Start of STUDY MATERIAL
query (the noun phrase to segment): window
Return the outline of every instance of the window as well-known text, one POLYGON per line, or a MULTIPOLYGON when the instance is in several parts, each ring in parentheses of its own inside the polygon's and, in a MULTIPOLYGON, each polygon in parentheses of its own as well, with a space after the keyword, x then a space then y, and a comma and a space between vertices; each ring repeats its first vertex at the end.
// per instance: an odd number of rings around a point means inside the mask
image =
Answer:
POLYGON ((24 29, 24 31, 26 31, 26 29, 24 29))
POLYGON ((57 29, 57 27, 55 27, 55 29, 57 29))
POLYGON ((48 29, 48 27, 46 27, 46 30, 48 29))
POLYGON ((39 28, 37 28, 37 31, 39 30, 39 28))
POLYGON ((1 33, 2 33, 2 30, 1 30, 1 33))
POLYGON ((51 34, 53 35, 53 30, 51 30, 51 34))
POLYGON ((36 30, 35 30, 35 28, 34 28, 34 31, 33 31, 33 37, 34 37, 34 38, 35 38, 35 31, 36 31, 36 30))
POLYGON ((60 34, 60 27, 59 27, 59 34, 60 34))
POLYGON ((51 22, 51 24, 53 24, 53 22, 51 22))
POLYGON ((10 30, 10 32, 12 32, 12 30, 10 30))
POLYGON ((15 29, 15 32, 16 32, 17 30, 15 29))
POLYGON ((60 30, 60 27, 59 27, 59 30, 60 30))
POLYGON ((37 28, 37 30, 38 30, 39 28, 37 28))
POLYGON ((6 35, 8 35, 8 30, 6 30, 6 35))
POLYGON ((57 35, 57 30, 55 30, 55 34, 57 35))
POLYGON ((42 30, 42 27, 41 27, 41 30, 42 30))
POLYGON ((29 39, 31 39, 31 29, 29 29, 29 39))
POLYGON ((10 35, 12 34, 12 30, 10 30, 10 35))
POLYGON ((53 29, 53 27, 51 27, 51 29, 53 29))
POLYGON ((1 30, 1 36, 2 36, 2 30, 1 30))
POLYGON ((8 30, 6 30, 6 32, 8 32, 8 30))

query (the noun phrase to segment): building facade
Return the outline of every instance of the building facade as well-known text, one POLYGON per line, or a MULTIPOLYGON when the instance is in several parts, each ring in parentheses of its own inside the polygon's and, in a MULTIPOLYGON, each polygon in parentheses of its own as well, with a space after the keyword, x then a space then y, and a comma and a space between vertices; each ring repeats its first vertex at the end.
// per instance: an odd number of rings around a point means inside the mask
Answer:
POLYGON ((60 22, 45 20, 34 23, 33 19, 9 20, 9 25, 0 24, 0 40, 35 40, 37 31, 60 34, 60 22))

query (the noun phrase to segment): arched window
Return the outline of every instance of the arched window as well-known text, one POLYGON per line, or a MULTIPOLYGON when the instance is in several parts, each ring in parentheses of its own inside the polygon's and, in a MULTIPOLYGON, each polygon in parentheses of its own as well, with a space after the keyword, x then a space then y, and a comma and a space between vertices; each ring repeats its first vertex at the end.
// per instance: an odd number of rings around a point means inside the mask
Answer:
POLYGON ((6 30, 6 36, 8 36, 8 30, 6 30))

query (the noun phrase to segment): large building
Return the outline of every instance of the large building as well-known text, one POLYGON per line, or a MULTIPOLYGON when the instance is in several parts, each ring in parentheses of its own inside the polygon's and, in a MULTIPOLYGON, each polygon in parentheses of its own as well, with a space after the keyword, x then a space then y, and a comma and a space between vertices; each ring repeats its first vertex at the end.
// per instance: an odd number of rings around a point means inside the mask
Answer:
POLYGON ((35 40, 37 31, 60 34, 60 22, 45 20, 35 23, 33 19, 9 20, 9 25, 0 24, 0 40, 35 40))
End of STUDY MATERIAL
EXERCISE OBJECTIVE: Restate exactly each line of the data from the one bearing "Return the outline of every instance of the arched" to the end, and add nothing.

REPLY:
Return the outline of every instance of the arched window as well-known text, one POLYGON per line, or a MULTIPOLYGON when the instance is in several parts, each ring in parentheses of its own inside the polygon's and, in a MULTIPOLYGON, each polygon in parentheses of its own as well, with a space after the keyword, x then a space then y, and a comma and a space between vertices; each ring repeats its first vertex at the end.
// per instance: an odd number of rings around a point means inside the mask
Answer:
POLYGON ((6 30, 6 36, 8 36, 8 30, 6 30))

query (the noun phrase to segment): large building
Return the outline of every instance of the large building as well-known text, one POLYGON per line, or a MULTIPOLYGON when the instance is in several parts, each ring in parentheses of its own inside the polygon's and, in a MULTIPOLYGON, each polygon in parentheses of its own as well, with a space after the keyword, x then a space then y, and a comma and a space between vertices; each ring repeats its first vertex at the end.
// per instance: an odd number of rings around a point means inside the mask
Answer:
POLYGON ((35 40, 37 31, 60 34, 60 22, 45 20, 35 23, 33 19, 9 20, 9 25, 0 24, 0 40, 35 40))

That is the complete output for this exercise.